PAGE TEXT —
Brandon’s life—such as it is—is utterly upset by the arrival of his sister Sissy (Carey Mulligan) a vulnerable, fragile singer who paws at her brother’s frame as hungrily as she paws at his emotions.  She’s a hurricane of need and theirs is one of the more complicated sibling relationships you’re likely to see.  Both Mulligan and Fassbender—each with flawless American accents—deliver vivid, searing portrayals.

The film provides no pat explanations of their “issues,” or even much in the way of detail or family background, but the dynamics of the relationship are gripping and not a just little suspenseful.  Just how dysfunctional this pairing will get (or perhaps was in the past) provides the movie with much of its tension. There’s not only co-dependency here, but a disturbing sliver of something incestuous, or at least wildly inappropriate.  What there isn’t is much commonality or—shudder to think—simple, filial love.   Everything about these two, even their affection for one another, feels desperate and fraught.

In fact, Shame is an utterly loveless movie,  just like it’s only passingly a sexy one, despite all the urgent couplings.  McQueen’s characters couldn’t seem more alone; Brandon is a solo act—part of the reason why he can’t abide his sister’s intrusion—and McQueen often shoots him utterly alone in the frame.  Fassbender is a genuinely magnetic, commanding performer so he fills that frame effortlessly, but it’s often hard to watch.

McQueen trains his lens on his characters and doesn’t look away, ever.  The shots are long, uncut, still, unrelenting. It’s not at all surprising to learn that McQueen (whose first feature, the lauded Hunger was about Bobby Sands) comes from a fine arts background; shots are beautifully composed, with a formal, undeniable aesthetic integrity.  That said, McQueen’s a keen dramatist too; those long, still shots build up a palpable tension that shudders through the whole film.  Though there are some fast paced and energetic sex scenes, Shame is anything but; the movie—quite intentionally so—is a dirge.

DATA FOR REVIEW —
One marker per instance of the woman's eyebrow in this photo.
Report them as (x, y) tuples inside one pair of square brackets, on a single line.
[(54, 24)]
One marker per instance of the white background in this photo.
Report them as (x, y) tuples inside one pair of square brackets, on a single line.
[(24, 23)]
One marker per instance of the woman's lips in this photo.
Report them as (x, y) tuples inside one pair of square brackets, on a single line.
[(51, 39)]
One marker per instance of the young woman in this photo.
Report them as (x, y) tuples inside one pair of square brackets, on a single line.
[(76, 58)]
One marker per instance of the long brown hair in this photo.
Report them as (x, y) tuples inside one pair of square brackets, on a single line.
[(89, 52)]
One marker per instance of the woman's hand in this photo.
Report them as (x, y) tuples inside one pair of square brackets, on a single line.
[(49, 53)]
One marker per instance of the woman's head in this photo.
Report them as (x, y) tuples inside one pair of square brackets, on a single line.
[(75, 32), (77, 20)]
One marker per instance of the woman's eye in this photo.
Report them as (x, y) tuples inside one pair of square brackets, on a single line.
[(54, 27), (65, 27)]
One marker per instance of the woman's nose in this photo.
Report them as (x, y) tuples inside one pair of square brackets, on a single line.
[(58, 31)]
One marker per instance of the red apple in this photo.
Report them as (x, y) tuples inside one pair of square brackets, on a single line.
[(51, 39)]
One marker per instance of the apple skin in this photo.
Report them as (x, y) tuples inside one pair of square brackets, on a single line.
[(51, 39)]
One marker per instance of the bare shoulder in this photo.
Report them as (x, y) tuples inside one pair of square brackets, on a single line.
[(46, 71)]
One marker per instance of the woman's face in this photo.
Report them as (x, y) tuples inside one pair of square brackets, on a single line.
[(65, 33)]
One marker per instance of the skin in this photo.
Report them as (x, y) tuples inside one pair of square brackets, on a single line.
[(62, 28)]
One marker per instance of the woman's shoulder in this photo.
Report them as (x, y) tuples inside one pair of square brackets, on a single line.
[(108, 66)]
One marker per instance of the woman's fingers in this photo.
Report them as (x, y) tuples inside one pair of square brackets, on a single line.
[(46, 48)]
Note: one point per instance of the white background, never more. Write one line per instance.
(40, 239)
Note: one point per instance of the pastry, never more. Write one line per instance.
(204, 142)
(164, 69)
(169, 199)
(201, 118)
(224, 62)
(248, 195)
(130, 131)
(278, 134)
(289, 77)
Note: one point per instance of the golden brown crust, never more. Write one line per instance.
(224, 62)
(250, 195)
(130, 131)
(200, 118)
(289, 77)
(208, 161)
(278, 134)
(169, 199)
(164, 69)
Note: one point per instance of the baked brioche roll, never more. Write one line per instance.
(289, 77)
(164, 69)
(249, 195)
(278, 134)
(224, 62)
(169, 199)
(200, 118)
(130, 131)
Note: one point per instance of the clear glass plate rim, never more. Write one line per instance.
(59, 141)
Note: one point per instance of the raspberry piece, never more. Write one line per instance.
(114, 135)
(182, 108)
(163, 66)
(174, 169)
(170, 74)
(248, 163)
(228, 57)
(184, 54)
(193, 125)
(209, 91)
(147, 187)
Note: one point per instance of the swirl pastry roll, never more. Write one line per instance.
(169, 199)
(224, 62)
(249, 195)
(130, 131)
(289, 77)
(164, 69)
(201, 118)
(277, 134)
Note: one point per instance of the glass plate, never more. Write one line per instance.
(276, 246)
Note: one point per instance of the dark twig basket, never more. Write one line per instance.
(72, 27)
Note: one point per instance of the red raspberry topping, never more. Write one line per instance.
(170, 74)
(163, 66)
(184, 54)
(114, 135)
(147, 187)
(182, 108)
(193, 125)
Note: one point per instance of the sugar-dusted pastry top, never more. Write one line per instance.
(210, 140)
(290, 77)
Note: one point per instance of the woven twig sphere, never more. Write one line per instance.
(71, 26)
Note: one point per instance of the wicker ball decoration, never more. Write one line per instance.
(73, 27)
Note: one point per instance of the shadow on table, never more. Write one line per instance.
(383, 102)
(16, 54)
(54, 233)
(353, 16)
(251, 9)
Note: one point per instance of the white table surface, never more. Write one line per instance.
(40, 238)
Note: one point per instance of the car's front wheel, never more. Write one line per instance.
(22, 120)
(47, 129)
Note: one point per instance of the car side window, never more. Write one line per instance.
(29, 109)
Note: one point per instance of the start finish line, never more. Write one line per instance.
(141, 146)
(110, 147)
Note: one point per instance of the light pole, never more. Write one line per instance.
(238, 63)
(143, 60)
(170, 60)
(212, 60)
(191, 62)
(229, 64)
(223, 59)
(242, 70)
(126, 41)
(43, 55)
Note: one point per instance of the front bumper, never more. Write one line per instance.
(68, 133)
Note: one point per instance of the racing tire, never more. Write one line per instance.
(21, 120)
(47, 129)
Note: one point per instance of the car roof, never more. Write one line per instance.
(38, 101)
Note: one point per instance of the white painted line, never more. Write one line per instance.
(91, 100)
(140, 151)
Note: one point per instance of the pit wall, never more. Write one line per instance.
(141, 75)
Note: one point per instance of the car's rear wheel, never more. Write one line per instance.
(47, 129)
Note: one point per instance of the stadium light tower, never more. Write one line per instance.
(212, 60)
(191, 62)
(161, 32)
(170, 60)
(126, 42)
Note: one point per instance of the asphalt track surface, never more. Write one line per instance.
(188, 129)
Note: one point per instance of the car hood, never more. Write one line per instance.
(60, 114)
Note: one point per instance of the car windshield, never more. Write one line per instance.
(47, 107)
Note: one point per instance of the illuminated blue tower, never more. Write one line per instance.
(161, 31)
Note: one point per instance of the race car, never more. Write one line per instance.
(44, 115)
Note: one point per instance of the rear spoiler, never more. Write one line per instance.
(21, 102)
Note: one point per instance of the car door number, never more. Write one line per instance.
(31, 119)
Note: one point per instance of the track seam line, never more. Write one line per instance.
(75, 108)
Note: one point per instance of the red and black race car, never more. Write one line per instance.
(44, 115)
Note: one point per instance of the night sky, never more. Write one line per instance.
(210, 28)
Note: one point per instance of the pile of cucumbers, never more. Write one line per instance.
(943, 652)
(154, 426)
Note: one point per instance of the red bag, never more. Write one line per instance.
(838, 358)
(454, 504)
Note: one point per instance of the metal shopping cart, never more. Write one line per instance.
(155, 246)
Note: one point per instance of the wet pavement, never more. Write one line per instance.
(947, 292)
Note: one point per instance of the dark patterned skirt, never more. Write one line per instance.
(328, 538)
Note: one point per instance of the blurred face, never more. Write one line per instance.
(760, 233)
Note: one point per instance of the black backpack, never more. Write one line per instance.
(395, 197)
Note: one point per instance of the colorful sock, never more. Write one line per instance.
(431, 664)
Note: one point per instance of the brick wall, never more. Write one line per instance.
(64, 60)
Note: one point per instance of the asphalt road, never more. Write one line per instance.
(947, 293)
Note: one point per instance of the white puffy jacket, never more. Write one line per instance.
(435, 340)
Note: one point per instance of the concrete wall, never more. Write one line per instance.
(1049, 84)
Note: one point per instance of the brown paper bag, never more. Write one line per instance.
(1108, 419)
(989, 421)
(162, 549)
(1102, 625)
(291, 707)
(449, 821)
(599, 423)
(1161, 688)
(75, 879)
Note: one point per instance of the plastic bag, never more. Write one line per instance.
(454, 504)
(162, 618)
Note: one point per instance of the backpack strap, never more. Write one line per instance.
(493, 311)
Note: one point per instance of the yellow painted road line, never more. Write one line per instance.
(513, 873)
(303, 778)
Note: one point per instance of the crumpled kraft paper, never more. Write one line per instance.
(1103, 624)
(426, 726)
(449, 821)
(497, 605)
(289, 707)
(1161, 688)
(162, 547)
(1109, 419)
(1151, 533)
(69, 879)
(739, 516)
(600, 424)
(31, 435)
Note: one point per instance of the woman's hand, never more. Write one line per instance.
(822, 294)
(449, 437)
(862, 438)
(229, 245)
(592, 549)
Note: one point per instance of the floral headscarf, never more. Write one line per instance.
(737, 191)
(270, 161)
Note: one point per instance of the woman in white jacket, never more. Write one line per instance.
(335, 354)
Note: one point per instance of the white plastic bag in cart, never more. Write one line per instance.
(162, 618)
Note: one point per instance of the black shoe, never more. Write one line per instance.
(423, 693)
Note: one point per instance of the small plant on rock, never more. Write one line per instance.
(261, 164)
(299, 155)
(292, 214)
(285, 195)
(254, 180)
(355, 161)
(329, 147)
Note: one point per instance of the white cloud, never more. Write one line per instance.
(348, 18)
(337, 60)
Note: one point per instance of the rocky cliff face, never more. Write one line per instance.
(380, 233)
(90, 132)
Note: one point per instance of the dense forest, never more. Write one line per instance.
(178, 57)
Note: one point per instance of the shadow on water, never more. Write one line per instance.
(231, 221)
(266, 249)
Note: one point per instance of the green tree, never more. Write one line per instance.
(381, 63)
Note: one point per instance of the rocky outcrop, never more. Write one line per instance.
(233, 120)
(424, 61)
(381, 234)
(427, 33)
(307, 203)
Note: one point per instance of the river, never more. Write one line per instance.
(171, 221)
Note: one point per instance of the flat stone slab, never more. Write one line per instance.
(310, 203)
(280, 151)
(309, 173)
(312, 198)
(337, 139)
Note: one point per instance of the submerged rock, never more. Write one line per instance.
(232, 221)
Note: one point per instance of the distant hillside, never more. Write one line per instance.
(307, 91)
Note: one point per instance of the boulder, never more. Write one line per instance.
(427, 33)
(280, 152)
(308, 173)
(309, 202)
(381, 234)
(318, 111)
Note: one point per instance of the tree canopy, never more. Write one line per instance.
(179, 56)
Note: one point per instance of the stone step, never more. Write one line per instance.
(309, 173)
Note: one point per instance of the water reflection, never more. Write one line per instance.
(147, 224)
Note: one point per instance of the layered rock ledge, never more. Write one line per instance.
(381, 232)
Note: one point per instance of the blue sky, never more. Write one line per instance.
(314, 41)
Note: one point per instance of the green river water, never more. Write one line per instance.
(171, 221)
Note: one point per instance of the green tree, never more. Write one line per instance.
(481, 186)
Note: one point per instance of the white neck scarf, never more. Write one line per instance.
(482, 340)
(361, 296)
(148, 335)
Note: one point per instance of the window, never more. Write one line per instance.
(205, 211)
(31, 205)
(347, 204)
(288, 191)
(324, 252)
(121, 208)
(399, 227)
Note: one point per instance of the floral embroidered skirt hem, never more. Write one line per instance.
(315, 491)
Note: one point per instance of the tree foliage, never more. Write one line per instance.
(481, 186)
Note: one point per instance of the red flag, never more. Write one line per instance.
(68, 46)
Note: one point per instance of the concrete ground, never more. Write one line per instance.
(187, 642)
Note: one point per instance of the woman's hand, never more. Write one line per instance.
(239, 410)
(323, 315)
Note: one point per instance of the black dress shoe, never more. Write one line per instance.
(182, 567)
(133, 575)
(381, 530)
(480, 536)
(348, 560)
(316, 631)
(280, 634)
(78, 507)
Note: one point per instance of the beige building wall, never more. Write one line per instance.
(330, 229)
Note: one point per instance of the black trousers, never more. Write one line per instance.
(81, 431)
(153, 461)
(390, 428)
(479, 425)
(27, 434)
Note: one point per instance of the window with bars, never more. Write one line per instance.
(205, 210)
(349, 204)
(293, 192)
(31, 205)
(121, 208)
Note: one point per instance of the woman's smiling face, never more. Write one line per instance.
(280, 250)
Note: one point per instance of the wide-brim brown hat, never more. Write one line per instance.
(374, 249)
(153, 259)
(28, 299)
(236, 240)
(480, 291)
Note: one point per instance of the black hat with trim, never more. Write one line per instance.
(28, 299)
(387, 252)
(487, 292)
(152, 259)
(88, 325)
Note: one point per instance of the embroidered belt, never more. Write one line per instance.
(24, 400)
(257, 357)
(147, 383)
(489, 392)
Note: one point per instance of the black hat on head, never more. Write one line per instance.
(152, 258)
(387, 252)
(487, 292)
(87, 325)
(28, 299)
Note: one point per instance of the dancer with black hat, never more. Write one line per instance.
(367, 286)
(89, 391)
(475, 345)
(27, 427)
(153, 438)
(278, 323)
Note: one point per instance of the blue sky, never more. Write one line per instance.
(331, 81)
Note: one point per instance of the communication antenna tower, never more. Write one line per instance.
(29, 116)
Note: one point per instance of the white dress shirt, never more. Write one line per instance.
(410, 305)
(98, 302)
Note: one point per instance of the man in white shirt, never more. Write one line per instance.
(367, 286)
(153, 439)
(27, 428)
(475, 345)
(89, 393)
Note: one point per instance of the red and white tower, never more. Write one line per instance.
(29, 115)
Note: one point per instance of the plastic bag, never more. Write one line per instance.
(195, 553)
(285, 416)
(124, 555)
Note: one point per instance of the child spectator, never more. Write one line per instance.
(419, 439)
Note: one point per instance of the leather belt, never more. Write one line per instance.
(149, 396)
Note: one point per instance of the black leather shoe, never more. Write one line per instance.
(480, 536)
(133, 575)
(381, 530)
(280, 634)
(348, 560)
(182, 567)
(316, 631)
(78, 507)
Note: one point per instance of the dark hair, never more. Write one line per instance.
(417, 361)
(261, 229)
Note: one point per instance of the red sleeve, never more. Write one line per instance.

WHAT THIS EXERCISE ASKS —
(a) Update the stretch of the Shame review from "McQueen trains his" through "so—is a dirge.", swapping "dirge" for "lament".
(b) Summarize the Shame review in two sentences.
The rows play no part in what follows.

RESPONSES IN ORDER —
(a)
McQueen trains his lens on his characters and doesn’t look away, ever.  The shots are long, uncut, still, unrelenting. It’s not at all surprising to learn that McQueen (whose first feature, the lauded Hunger was about Bobby Sands) comes from a fine arts background; shots are beautifully composed, with a formal, undeniable aesthetic integrity.  That said, McQueen’s a keen dramatist too; those long, still shots build up a palpable tension that shudders through the whole film.  Though there are some fast paced and energetic sex scenes, Shame is anything but; the movie—quite intentionally so—is a lament.

(b) Brandon's life is upset by the arrival of his fragile sister Sissy, and much of the film's tension comes from how dysfunctional their desperate, fraught relationship will get, with Mulligan and Fassbender both delivering vivid, searing portrayals. McQueen, who comes from a fine arts background, films his isolated characters in long, still, beautifully composed shots, making Shame a loveless movie and, quite intentionally, a dirge.